- [ROWS]
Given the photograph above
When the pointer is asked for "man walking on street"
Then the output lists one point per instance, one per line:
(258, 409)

---

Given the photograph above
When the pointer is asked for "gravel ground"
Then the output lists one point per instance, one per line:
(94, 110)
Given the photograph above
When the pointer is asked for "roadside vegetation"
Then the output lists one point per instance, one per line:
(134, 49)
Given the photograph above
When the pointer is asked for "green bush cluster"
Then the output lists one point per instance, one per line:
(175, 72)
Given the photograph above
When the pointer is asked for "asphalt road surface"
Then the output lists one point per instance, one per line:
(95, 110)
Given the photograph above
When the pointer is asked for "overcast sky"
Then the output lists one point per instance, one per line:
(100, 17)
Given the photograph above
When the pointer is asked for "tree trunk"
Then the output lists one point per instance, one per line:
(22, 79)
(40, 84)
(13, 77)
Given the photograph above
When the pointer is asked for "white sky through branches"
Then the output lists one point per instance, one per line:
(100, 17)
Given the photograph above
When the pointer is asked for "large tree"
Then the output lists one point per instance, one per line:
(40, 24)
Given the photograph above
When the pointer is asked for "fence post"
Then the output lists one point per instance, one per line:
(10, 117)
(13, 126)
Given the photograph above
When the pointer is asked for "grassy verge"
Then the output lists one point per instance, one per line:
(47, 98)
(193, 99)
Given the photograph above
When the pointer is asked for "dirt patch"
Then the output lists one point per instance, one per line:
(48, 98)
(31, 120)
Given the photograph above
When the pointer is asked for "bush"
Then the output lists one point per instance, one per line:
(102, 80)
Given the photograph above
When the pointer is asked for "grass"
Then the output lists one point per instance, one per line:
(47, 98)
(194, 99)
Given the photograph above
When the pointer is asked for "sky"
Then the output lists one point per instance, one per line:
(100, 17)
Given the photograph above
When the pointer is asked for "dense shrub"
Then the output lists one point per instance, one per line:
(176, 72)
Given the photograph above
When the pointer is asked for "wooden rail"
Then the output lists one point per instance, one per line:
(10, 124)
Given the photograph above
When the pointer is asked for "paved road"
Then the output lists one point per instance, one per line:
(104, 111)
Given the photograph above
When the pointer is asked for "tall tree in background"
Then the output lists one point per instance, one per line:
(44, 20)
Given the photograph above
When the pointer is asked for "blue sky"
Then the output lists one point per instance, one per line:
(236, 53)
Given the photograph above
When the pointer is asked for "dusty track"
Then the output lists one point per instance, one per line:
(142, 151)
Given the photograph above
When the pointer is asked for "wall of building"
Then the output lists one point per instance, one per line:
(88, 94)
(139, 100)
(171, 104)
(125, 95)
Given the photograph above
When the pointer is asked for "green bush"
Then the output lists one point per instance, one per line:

- [TASK STATEMENT] Locate each row above that contains the word "green" and copy those rows in full.

- [SOLVED PROBLEM]
When the pointer is asked for "green bush cluster"
When the pointer is asked for "green bush"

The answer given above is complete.